§ **STATED PROBLEM**: Rewrite the data below with every "reporting the position of each" changed to "giving the location of each" and nothing else altered. Leave the pictures out.

-------------------------

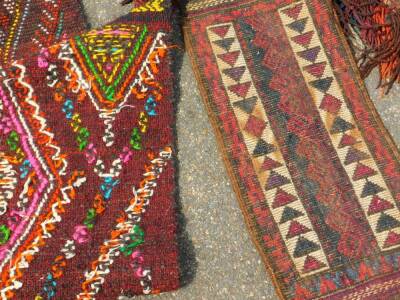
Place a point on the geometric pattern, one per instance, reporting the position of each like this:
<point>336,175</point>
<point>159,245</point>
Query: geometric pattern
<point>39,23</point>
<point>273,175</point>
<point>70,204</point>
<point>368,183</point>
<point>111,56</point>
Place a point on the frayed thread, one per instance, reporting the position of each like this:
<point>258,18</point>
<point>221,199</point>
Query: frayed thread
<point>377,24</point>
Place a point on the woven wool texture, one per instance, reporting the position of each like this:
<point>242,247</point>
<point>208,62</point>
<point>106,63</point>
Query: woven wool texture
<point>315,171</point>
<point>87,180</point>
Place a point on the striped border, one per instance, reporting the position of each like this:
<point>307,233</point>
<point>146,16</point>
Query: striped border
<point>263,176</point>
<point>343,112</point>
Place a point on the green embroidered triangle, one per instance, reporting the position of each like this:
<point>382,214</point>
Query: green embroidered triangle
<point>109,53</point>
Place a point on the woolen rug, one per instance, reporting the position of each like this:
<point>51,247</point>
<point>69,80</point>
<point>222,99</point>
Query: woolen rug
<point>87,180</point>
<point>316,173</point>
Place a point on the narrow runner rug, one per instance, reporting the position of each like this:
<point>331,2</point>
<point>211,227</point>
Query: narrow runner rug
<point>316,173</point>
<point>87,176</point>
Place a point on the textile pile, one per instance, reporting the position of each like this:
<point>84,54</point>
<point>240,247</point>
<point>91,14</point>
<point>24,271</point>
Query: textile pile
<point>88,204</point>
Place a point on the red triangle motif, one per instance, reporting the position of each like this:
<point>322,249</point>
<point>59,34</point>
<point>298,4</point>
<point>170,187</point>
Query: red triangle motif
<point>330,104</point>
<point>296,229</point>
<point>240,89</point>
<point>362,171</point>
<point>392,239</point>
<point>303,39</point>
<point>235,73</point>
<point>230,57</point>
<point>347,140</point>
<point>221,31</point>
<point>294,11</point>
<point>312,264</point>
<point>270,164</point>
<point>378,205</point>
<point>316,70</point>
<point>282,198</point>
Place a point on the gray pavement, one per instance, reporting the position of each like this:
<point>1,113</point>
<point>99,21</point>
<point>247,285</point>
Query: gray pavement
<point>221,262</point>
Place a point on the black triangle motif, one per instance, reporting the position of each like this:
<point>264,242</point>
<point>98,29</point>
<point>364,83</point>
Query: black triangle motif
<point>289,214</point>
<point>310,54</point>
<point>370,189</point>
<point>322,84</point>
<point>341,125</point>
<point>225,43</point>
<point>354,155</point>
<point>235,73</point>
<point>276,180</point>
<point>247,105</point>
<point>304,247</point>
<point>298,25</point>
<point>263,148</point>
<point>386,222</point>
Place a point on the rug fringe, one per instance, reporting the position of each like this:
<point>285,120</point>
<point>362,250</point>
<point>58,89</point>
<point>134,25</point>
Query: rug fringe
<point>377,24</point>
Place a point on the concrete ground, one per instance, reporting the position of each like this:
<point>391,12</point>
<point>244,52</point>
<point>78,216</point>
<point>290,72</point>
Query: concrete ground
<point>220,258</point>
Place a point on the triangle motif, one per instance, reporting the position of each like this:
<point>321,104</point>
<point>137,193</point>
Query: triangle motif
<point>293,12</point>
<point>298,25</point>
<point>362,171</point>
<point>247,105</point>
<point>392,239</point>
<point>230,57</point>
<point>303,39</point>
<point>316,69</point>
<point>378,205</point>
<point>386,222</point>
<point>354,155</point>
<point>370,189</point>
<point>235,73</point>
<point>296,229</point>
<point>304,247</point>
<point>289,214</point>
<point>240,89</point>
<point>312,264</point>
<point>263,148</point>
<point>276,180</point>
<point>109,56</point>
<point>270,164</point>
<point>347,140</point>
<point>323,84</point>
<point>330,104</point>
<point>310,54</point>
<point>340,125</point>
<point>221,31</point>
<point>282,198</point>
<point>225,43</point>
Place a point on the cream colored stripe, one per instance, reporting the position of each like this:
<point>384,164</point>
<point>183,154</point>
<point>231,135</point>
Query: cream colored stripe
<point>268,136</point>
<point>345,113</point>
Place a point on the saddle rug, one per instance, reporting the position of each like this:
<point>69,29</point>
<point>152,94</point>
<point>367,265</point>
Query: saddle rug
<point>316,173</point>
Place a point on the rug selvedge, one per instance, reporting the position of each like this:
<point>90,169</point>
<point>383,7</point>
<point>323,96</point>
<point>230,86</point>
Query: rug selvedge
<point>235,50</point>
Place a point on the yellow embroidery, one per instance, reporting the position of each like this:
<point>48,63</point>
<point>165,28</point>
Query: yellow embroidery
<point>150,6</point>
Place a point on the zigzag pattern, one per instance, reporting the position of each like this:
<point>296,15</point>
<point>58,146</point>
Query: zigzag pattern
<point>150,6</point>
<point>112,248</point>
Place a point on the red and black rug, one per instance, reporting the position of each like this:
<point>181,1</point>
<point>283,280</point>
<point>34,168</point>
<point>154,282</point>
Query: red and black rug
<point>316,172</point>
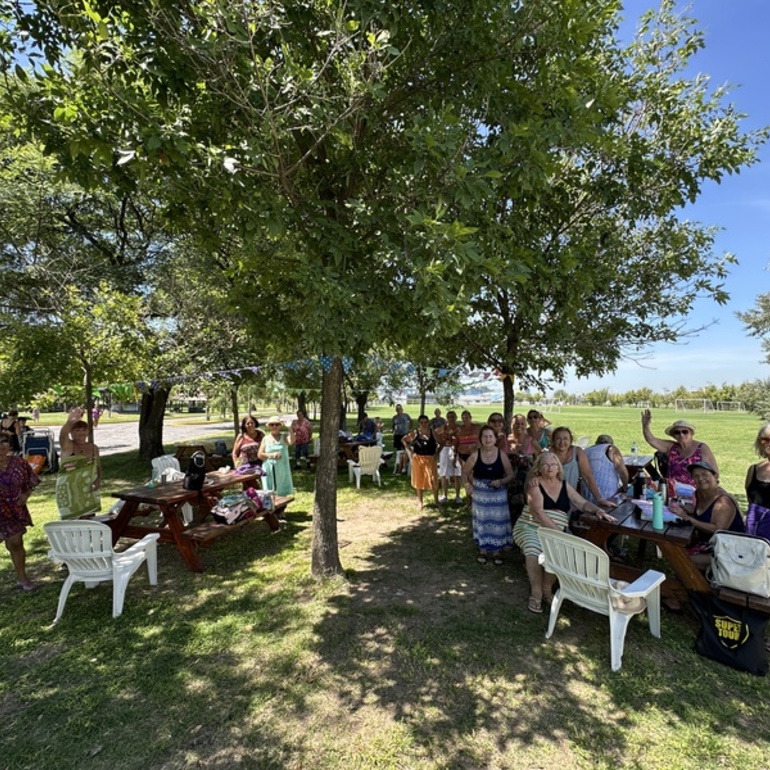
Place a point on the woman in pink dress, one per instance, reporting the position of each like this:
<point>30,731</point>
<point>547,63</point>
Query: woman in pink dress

-------------------------

§ **CORRECT ANSWER**:
Place a point on the geometric pattern, one per instance, giving the location of each like this:
<point>336,175</point>
<point>159,245</point>
Query: geometric pattern
<point>39,23</point>
<point>273,175</point>
<point>70,204</point>
<point>368,183</point>
<point>111,56</point>
Place a point on the frayed thread, one per instance, giving the location of each like this:
<point>258,18</point>
<point>221,199</point>
Query: frayed thread
<point>377,24</point>
Place a point on the woven wool texture, one per instance, giving the location of each like this:
<point>242,247</point>
<point>208,62</point>
<point>106,63</point>
Query: woven wool texture
<point>315,171</point>
<point>87,180</point>
Place a point on the striped border, one per instance, giving the location of each like this:
<point>307,233</point>
<point>146,16</point>
Query: striped border
<point>263,176</point>
<point>343,112</point>
Place a point on the green embroidered triangle, one per instance, giving the location of each like this:
<point>382,214</point>
Query: green embroidered triangle
<point>109,53</point>
Place a point on the woolen rug, one per instance, giving the location of each like this:
<point>51,247</point>
<point>69,80</point>
<point>222,99</point>
Query: woolen rug
<point>87,180</point>
<point>316,173</point>
Place a point on the narrow runner rug, one per instance, giving the location of each like this:
<point>331,2</point>
<point>211,227</point>
Query: narrow runner rug
<point>316,173</point>
<point>87,176</point>
Place a point on the textile pile, one per instance, giving the location of each like this:
<point>84,54</point>
<point>240,247</point>
<point>91,14</point>
<point>24,271</point>
Query: textile pile
<point>88,204</point>
Place a point on the red triangle motif, one per instance, giving the location of each like this:
<point>322,249</point>
<point>59,34</point>
<point>298,4</point>
<point>170,187</point>
Query: red triangle motif
<point>330,104</point>
<point>296,229</point>
<point>240,89</point>
<point>362,171</point>
<point>392,239</point>
<point>303,39</point>
<point>235,73</point>
<point>230,57</point>
<point>347,140</point>
<point>221,31</point>
<point>294,11</point>
<point>312,264</point>
<point>270,164</point>
<point>378,205</point>
<point>316,70</point>
<point>282,198</point>
Place a point on the gray pavement, one per instance, giving the location of each like this:
<point>1,113</point>
<point>99,21</point>
<point>247,285</point>
Query: gray pavement
<point>221,262</point>
Place a point on the black triangle motif, one per instance, giving the location of each like this:
<point>264,242</point>
<point>98,29</point>
<point>364,83</point>
Query: black triangle motif
<point>289,214</point>
<point>310,54</point>
<point>370,189</point>
<point>322,84</point>
<point>341,125</point>
<point>225,43</point>
<point>354,155</point>
<point>235,73</point>
<point>276,180</point>
<point>247,105</point>
<point>304,247</point>
<point>298,25</point>
<point>263,148</point>
<point>386,222</point>
Place a point on the rug fringe, one per instance, giving the location of each like this:
<point>285,120</point>
<point>362,250</point>
<point>58,89</point>
<point>134,25</point>
Query: rug fringe
<point>377,24</point>
Place a point on the concrete ground, one per instance, giving the location of each like this:
<point>391,12</point>
<point>244,52</point>
<point>78,216</point>
<point>290,72</point>
Query: concrete ground
<point>220,258</point>
Place a point on the triangle motif, one per instance, giving the location of each like this:
<point>321,104</point>
<point>137,193</point>
Query: triangle motif
<point>293,12</point>
<point>298,25</point>
<point>362,171</point>
<point>247,105</point>
<point>392,239</point>
<point>230,57</point>
<point>303,39</point>
<point>316,69</point>
<point>378,205</point>
<point>386,222</point>
<point>354,155</point>
<point>370,189</point>
<point>235,73</point>
<point>296,229</point>
<point>304,247</point>
<point>289,214</point>
<point>240,89</point>
<point>312,264</point>
<point>263,148</point>
<point>276,180</point>
<point>109,56</point>
<point>270,164</point>
<point>347,140</point>
<point>323,84</point>
<point>330,104</point>
<point>310,54</point>
<point>340,125</point>
<point>221,31</point>
<point>282,198</point>
<point>225,43</point>
Place a point on the cream colored stripe, one per instance, giving the location of each like this:
<point>384,164</point>
<point>183,154</point>
<point>231,135</point>
Query: cream colored stripe
<point>268,136</point>
<point>345,113</point>
Place a point on the saddle rug, one per instance, giving the location of each like this:
<point>69,29</point>
<point>152,94</point>
<point>367,265</point>
Query: saddle rug
<point>316,173</point>
Place a point on the rug selvedge, one per instance, giving the location of each like this:
<point>90,169</point>
<point>383,7</point>
<point>323,96</point>
<point>230,86</point>
Query: rug selvedge
<point>235,50</point>
Place a point on the yellow embroidery, one per instance, giving the location of each like this:
<point>48,63</point>
<point>165,28</point>
Query: yellow embroidery
<point>150,6</point>
Place a point on the zigzag pattern, one per instance, giving the location of each like this:
<point>296,15</point>
<point>58,146</point>
Query: zigzag pattern
<point>150,6</point>
<point>112,248</point>
Place a point on the red and black rug, one per instance, giving the location of each like this:
<point>181,1</point>
<point>283,280</point>
<point>34,168</point>
<point>154,282</point>
Query: red and black rug
<point>316,172</point>
Place a point on the woman in pink dress, one per instance, giving the location of each like this:
<point>30,731</point>
<point>547,63</point>
Query: woman in pink dress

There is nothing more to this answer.